AIM: Copy the listing from its start through the line containing "0,575 -> 917,800", inclusive, shifting each bounding-box coordinate in the answers up by 36. Keep every other line as it is, including the result format lines, and leave the pictures out.

◆ ◆ ◆ ◆ ◆

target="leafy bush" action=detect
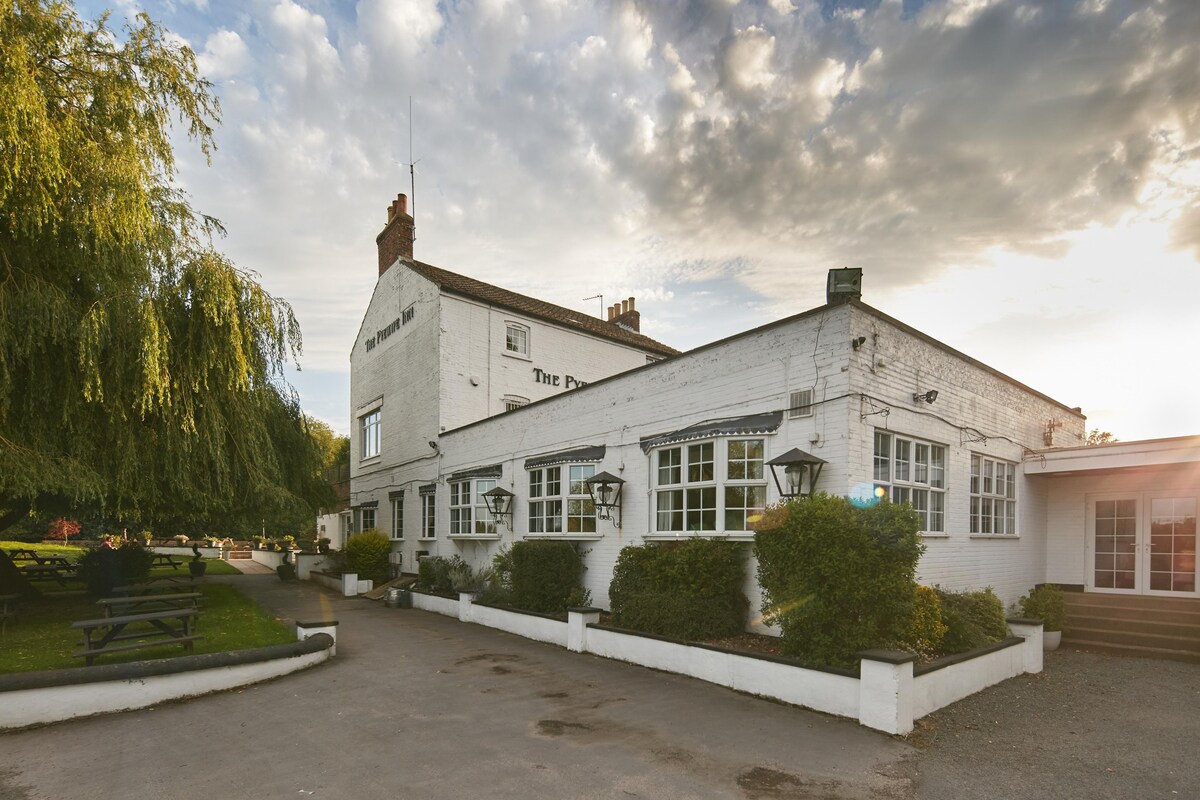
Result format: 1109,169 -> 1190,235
343,528 -> 391,583
755,493 -> 924,667
416,555 -> 454,594
896,587 -> 946,658
1020,583 -> 1067,631
510,541 -> 583,614
608,539 -> 750,642
79,539 -> 154,597
937,587 -> 1008,652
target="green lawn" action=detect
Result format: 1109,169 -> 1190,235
0,582 -> 295,673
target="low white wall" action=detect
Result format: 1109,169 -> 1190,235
413,591 -> 458,618
463,604 -> 566,648
912,639 -> 1025,720
250,551 -> 283,570
403,591 -> 1042,734
0,638 -> 334,730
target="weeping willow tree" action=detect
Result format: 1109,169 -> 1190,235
0,0 -> 322,563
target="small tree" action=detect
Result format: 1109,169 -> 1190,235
46,517 -> 79,545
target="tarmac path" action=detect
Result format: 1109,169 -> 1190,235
0,575 -> 917,800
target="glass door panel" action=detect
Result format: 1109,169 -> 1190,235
1147,497 -> 1196,594
1092,498 -> 1137,591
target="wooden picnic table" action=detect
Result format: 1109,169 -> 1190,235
112,575 -> 199,597
96,591 -> 204,616
71,608 -> 204,667
150,553 -> 184,570
0,595 -> 20,636
20,563 -> 78,587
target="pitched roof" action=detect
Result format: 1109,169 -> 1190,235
400,258 -> 679,356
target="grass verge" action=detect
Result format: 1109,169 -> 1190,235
0,582 -> 295,673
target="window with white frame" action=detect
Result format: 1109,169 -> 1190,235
391,494 -> 404,539
971,453 -> 1016,536
359,409 -> 382,459
450,477 -> 496,536
872,431 -> 946,533
787,389 -> 812,420
421,492 -> 437,539
529,464 -> 596,534
504,323 -> 529,356
654,439 -> 767,533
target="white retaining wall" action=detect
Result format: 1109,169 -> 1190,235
403,591 -> 1042,734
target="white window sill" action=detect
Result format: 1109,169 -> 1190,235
642,530 -> 754,542
521,534 -> 604,542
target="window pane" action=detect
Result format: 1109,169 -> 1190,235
688,441 -> 713,483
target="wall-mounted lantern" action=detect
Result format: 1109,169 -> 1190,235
583,473 -> 625,528
484,486 -> 516,530
767,447 -> 826,498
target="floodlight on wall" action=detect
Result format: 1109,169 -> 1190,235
767,447 -> 826,498
583,473 -> 625,528
912,389 -> 937,405
484,486 -> 516,530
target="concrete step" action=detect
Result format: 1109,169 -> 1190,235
1062,625 -> 1200,654
1064,614 -> 1200,642
1062,633 -> 1200,664
1063,591 -> 1200,613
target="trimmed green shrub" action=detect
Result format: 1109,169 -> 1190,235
79,539 -> 154,597
416,555 -> 454,595
896,587 -> 946,658
608,539 -> 750,642
937,587 -> 1008,654
1020,583 -> 1067,631
755,493 -> 924,667
343,528 -> 391,583
511,541 -> 583,614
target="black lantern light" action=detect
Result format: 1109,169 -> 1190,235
484,486 -> 516,530
767,447 -> 826,498
583,473 -> 625,528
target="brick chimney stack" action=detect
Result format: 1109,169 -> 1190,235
608,297 -> 642,332
376,194 -> 416,275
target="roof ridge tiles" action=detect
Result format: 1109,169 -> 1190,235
400,257 -> 680,356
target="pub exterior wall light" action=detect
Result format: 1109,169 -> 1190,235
583,473 -> 625,528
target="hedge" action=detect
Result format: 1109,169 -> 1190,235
608,539 -> 749,642
755,493 -> 921,667
510,541 -> 587,614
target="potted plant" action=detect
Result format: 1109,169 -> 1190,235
1021,583 -> 1067,651
187,542 -> 209,578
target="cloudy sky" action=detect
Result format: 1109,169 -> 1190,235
79,0 -> 1200,440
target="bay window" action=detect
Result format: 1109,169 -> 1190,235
872,431 -> 946,533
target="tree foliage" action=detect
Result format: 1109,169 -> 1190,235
0,0 -> 320,528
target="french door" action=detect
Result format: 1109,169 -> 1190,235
1087,492 -> 1198,597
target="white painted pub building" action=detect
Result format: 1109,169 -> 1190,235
338,196 -> 1200,638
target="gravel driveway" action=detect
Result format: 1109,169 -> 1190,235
910,649 -> 1200,800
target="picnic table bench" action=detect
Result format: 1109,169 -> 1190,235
20,559 -> 78,587
0,595 -> 20,634
71,608 -> 204,667
96,591 -> 204,618
150,553 -> 184,570
112,575 -> 199,597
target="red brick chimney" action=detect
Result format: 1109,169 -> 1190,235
608,297 -> 642,332
376,194 -> 416,275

◆ ◆ ◆ ◆ ◆

COMPLETED EXERCISE:
target="leafy bush" action=detect
Result format: 1109,169 -> 1190,235
379,564 -> 427,619
791,529 -> 960,703
452,591 -> 490,630
932,623 -> 982,694
1056,619 -> 1103,667
546,577 -> 619,650
644,575 -> 786,678
115,575 -> 190,633
973,623 -> 1044,688
target="green lawn" action=detect
Result format: 1109,169 -> 1190,235
36,618 -> 331,709
target="low white wall" action=detect
Result format: 1109,169 -> 1190,235
449,627 -> 494,654
499,640 -> 602,684
948,675 -> 1061,756
286,587 -> 319,606
439,627 -> 1078,770
36,674 -> 370,766
target="weeping willow tree" action=detect
Result format: 1109,169 -> 1190,235
36,36 -> 358,599
target="small tree" action=detect
Result format: 1109,169 -> 1190,235
82,553 -> 115,581
target="tarmac path" action=detect
Result format: 1109,169 -> 1190,235
36,611 -> 953,836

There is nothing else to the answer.